#### Goal of the exercise:
Rescale the rows below, from their start through the line containing "[122,183,323,212]" (both ends included): reproduce every line, requests included, multiplying each bounding-box coordinate in the responses by 1.5 and rounding to the nearest whole number, with halves rounded up. Leave the pictures out of your answer.

#### Provided material:
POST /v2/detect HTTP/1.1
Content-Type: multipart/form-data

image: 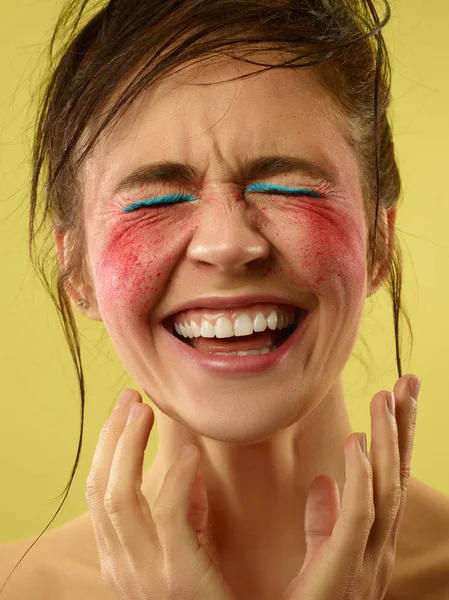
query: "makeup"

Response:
[122,183,321,212]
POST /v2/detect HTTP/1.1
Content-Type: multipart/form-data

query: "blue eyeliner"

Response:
[122,183,321,212]
[246,183,320,198]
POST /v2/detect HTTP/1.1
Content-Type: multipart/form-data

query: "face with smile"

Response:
[76,57,372,443]
[57,52,395,586]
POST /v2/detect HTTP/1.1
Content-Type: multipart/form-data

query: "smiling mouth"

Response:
[162,308,308,355]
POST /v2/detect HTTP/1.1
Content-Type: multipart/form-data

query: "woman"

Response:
[3,0,449,600]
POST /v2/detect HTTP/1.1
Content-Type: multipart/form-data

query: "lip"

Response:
[159,311,314,376]
[158,293,310,323]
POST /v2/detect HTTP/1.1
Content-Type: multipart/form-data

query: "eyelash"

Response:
[122,183,323,212]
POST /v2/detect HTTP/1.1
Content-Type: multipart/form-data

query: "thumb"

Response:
[301,475,341,572]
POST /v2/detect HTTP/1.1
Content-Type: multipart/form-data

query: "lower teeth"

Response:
[206,344,279,356]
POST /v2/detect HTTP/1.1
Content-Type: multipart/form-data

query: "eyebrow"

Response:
[114,156,336,194]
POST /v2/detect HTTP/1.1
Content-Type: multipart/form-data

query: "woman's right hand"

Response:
[86,388,233,600]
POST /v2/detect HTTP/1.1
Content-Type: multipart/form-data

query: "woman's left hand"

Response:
[283,375,417,600]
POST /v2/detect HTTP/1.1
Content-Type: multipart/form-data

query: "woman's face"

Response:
[84,57,367,441]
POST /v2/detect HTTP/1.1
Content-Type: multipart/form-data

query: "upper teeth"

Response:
[174,310,295,338]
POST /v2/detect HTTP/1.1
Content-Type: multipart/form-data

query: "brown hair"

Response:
[2,0,413,590]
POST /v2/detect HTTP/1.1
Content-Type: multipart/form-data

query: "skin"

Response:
[56,54,396,593]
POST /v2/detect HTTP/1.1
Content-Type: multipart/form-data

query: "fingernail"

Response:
[114,388,134,410]
[126,402,142,425]
[408,377,421,400]
[181,444,193,456]
[387,392,396,416]
[358,433,367,456]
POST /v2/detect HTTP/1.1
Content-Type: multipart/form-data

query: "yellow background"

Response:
[0,0,449,543]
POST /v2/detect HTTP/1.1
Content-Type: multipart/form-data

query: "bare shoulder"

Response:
[0,538,53,600]
[386,478,449,600]
[0,519,111,600]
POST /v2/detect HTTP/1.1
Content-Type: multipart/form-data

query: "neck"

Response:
[142,380,352,598]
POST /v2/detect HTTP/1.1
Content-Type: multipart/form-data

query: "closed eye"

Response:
[122,183,322,212]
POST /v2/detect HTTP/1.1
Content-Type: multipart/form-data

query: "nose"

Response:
[187,195,270,276]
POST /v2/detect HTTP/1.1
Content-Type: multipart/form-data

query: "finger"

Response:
[384,375,417,544]
[153,446,205,568]
[331,392,384,571]
[104,403,157,564]
[85,388,138,556]
[365,391,404,564]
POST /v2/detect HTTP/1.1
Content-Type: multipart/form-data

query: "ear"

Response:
[53,227,103,321]
[367,205,397,298]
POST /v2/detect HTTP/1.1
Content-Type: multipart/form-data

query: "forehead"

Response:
[84,55,356,193]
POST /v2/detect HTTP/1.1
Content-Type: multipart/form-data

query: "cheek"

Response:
[277,210,366,295]
[95,221,179,318]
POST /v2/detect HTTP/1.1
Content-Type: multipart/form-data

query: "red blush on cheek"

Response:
[283,212,366,294]
[95,222,174,319]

#### Result:
POST /v2/detect HTTP/1.1
Content-Type: multipart/form-data

image: 
query: "makeup"

Response:
[183,275,482,318]
POST /v2/detect HTTP/1.1
Content-Type: multipart/form-data

query: "blue eyeliner"

Response:
[183,275,482,318]
[369,275,480,297]
POST /v2/detect HTTP/1.1
Content-Type: multipart/form-data

query: "face with smile"

Response:
[114,86,558,665]
[86,78,593,879]
POST /v2/detect HTTP/1.1
Content-Type: multipart/form-data

query: "smiling mouth"

Response:
[243,462,462,533]
POST /v2/detect HTTP/1.1
Content-Type: multipart/form-data

query: "woman"

Response:
[5,0,674,900]
POST /v2/detect HTTP/1.1
Content-Type: multipart/form-data

query: "lip"

Response:
[239,467,471,564]
[237,440,465,485]
POST /v2/detect HTTP/1.1
Content-Type: multipart/form-data

query: "eyelash"

Response:
[183,275,485,318]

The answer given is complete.